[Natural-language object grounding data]
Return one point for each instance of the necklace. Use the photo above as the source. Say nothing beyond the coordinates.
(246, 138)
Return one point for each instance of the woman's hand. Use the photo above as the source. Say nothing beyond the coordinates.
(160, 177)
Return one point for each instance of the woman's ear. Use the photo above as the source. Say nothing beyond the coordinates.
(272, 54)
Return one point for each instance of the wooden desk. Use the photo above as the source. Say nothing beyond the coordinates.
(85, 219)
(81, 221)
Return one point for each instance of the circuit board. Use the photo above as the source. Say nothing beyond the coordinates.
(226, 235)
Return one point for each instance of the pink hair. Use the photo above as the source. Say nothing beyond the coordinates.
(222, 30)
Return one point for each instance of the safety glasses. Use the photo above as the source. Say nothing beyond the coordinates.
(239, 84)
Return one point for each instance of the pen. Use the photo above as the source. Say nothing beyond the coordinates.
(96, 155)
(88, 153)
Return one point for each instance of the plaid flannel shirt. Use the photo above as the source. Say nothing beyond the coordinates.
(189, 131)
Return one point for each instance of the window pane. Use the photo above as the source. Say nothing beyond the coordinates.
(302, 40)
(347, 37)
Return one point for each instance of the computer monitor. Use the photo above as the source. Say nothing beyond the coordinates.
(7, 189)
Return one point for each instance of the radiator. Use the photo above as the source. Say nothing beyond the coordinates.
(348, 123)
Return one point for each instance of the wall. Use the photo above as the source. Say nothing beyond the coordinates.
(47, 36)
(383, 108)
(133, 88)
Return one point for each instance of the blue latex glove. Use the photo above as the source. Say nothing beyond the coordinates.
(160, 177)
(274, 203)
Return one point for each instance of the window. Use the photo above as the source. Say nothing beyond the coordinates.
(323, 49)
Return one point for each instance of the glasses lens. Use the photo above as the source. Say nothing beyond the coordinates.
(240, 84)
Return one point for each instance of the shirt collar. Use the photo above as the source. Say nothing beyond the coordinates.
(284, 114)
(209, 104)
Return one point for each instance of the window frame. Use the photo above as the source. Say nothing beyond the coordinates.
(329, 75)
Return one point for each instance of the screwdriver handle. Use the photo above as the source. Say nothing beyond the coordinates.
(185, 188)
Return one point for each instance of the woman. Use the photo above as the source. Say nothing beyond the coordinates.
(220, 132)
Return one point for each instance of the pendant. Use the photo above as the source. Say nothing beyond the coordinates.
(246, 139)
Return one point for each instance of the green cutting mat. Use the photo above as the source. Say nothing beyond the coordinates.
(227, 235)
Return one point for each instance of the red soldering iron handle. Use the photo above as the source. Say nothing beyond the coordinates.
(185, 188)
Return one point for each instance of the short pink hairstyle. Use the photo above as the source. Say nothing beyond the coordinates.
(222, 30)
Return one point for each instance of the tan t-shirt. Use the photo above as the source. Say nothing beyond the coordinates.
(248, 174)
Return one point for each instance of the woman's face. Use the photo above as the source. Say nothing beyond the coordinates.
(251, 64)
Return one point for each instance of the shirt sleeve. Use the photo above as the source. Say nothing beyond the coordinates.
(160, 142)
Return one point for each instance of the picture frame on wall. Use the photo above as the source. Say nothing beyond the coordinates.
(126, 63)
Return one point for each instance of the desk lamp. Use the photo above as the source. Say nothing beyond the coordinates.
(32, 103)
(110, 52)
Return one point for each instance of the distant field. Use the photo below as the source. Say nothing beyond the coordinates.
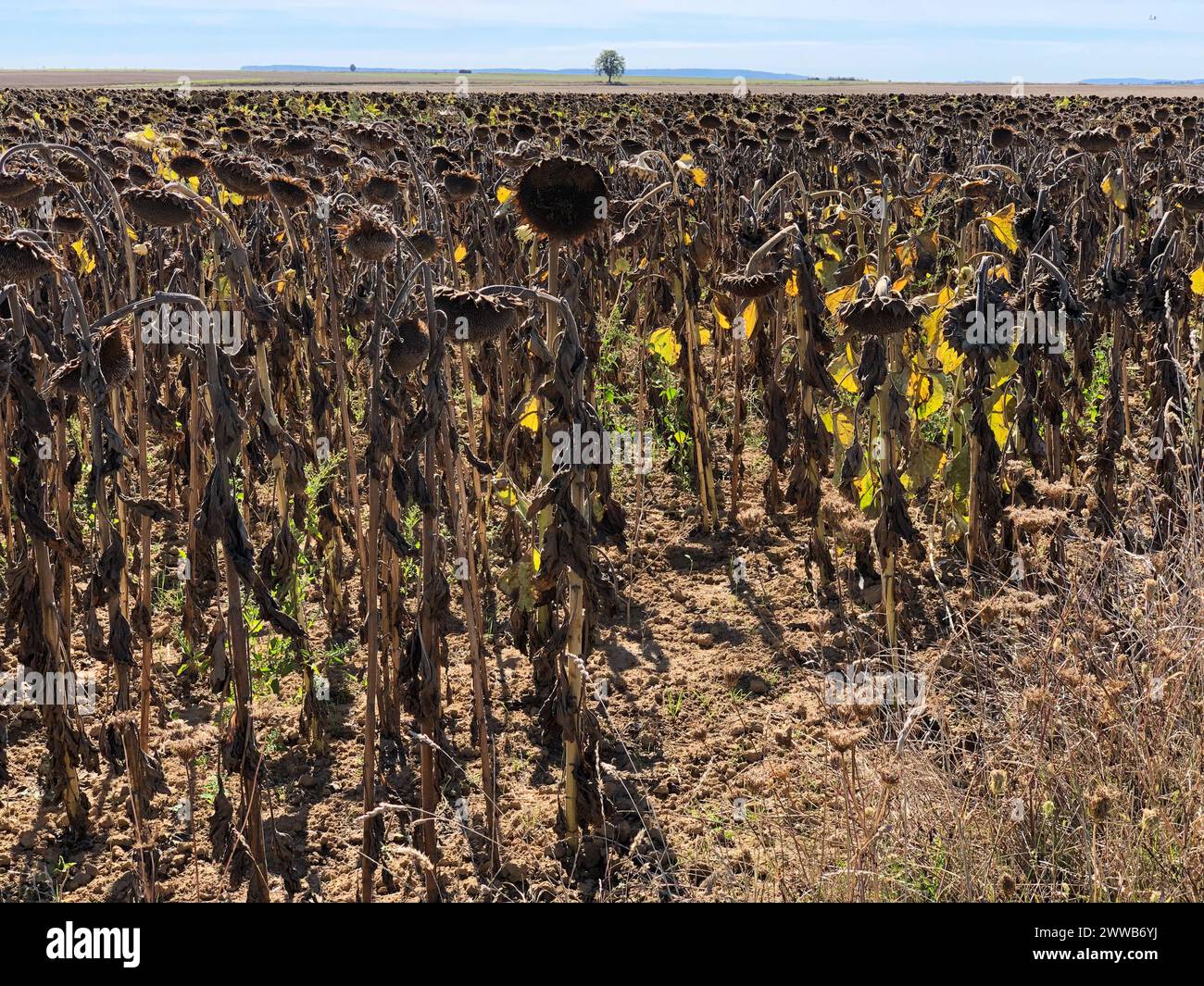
(534, 82)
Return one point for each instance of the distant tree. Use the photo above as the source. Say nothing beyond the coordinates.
(609, 64)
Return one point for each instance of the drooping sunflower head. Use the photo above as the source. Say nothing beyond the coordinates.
(460, 185)
(562, 197)
(160, 207)
(370, 235)
(474, 317)
(22, 261)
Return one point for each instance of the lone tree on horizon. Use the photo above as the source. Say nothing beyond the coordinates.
(609, 64)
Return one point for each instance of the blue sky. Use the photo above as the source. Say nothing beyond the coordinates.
(911, 40)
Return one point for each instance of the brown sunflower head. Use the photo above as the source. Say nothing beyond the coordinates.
(370, 236)
(460, 185)
(188, 165)
(117, 356)
(289, 192)
(408, 348)
(424, 243)
(22, 261)
(17, 184)
(753, 285)
(474, 317)
(69, 223)
(562, 197)
(160, 207)
(882, 313)
(240, 175)
(381, 189)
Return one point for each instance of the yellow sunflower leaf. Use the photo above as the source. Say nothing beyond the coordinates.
(1198, 280)
(926, 393)
(530, 419)
(87, 261)
(842, 426)
(663, 343)
(1000, 417)
(721, 318)
(1114, 188)
(749, 316)
(834, 300)
(1003, 225)
(950, 359)
(931, 321)
(843, 373)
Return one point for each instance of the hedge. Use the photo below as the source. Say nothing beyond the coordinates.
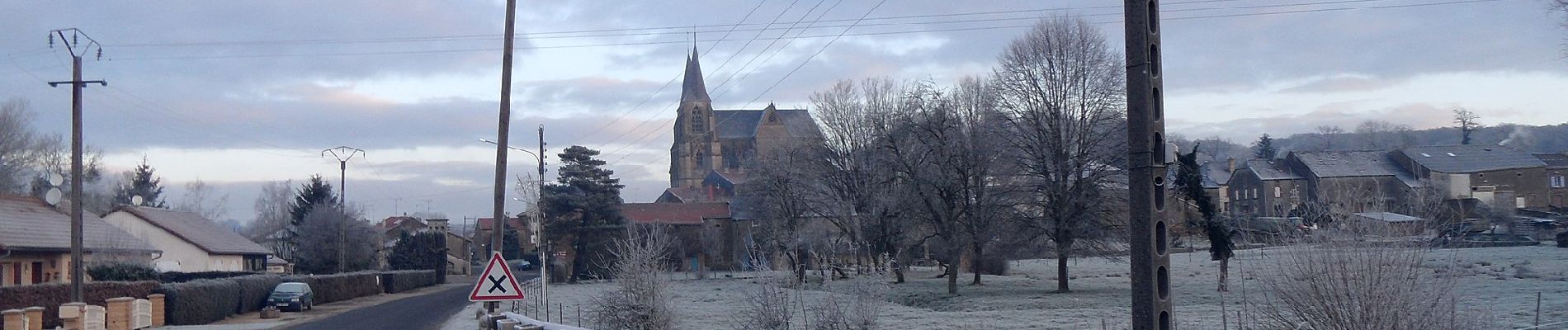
(177, 277)
(200, 300)
(254, 290)
(341, 286)
(55, 295)
(404, 280)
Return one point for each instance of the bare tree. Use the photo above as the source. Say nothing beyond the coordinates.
(272, 210)
(640, 299)
(1468, 122)
(1064, 94)
(201, 199)
(1363, 288)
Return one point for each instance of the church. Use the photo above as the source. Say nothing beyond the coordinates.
(714, 149)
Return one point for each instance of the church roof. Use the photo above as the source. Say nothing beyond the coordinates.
(739, 124)
(693, 90)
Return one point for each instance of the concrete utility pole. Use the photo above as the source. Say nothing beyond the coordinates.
(1151, 300)
(502, 132)
(342, 153)
(78, 47)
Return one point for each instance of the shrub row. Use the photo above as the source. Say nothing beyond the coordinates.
(200, 300)
(341, 286)
(177, 277)
(404, 280)
(52, 296)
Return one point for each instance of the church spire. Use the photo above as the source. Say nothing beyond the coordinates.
(692, 88)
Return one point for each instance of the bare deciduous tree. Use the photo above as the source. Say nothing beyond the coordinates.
(201, 199)
(1064, 92)
(640, 299)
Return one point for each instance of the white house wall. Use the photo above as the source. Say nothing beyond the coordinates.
(177, 254)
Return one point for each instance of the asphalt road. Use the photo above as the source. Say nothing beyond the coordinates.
(419, 312)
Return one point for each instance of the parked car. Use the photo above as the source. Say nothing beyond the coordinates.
(1485, 239)
(292, 296)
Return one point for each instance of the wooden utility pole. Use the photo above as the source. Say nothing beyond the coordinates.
(342, 153)
(1150, 260)
(78, 47)
(502, 132)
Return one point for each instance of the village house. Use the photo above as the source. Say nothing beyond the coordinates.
(1264, 188)
(1493, 176)
(35, 243)
(1556, 179)
(190, 243)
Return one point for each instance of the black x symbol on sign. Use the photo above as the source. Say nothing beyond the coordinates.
(496, 284)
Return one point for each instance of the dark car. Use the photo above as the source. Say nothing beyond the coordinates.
(292, 296)
(1485, 239)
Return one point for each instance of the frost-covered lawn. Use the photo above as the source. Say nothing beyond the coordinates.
(1500, 280)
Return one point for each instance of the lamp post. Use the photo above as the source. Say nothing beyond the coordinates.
(538, 216)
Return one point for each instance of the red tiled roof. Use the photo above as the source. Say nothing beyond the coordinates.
(673, 213)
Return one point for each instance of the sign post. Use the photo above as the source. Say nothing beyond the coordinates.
(496, 284)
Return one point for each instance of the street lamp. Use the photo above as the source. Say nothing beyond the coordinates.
(538, 219)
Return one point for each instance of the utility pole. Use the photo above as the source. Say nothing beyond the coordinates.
(538, 229)
(74, 45)
(502, 132)
(342, 153)
(1150, 263)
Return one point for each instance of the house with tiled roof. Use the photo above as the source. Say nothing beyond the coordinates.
(1493, 176)
(1556, 179)
(190, 241)
(35, 241)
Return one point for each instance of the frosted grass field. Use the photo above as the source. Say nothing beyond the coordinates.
(1500, 282)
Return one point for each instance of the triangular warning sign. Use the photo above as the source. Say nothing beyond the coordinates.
(496, 284)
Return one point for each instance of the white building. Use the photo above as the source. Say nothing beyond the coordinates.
(190, 243)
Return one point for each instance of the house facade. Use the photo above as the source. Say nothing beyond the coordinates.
(1264, 188)
(1495, 176)
(190, 243)
(1556, 179)
(35, 243)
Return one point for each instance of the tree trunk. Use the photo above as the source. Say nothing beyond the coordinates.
(1225, 271)
(975, 263)
(1062, 271)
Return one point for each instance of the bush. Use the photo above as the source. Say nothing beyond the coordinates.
(404, 280)
(200, 300)
(341, 286)
(123, 272)
(179, 277)
(254, 290)
(52, 296)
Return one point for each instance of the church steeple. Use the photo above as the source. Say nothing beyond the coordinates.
(692, 88)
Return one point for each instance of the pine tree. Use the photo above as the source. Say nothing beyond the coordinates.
(1189, 185)
(144, 185)
(1264, 148)
(583, 210)
(313, 193)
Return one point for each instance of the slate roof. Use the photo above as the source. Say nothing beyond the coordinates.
(742, 124)
(31, 224)
(1471, 158)
(692, 88)
(1552, 160)
(198, 230)
(1270, 169)
(673, 213)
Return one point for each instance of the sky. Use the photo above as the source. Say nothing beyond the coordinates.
(242, 92)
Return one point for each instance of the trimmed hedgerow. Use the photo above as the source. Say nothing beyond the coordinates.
(200, 300)
(404, 280)
(55, 295)
(254, 290)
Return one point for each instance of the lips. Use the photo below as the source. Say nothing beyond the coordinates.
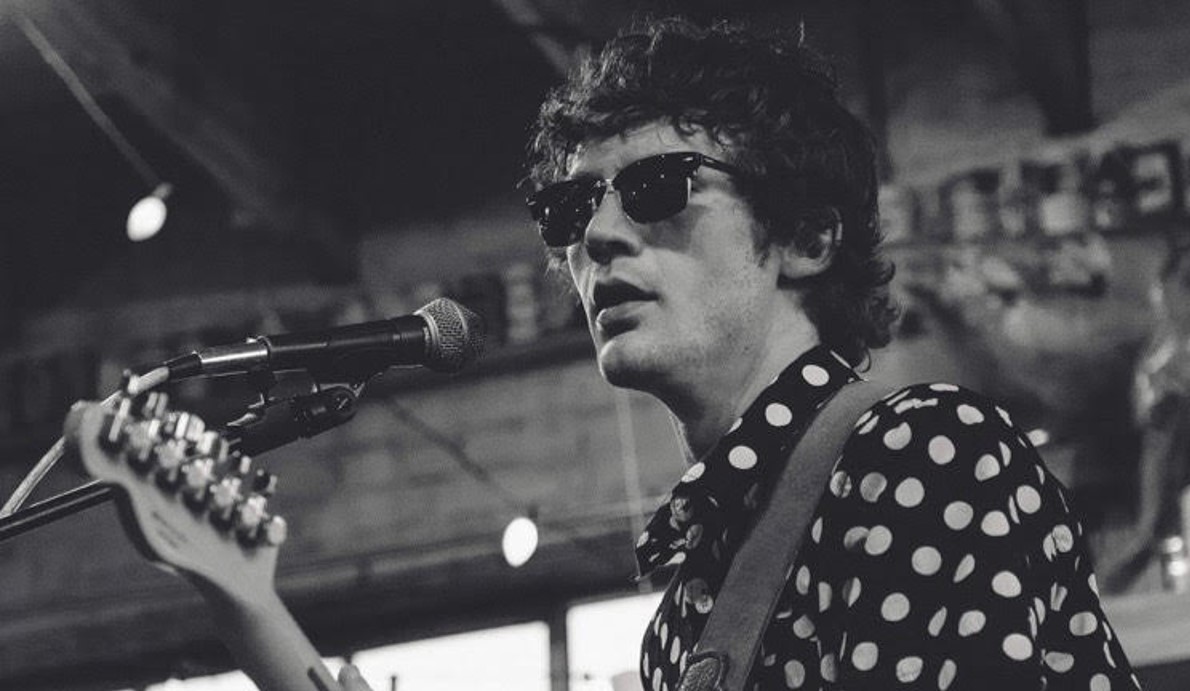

**What to do**. What is needed is a word-for-word restatement of the lines from the one holding "Return one point for each instance of the sky." to the final line of the data above, inclusive, without any pictures.

**Result below**.
Return one point for each instance of the sky. Use the photo above as the source. Say nothing beyond the coordinates.
(242, 92)
Return one point for each instance of the trimmed hedgerow. Use the photo above as the source. Say nothing beyond the coordinates.
(200, 300)
(404, 280)
(55, 295)
(254, 290)
Return one point for each instance of the lips. Use the photo below as the source. Say nothing beyond the coordinates.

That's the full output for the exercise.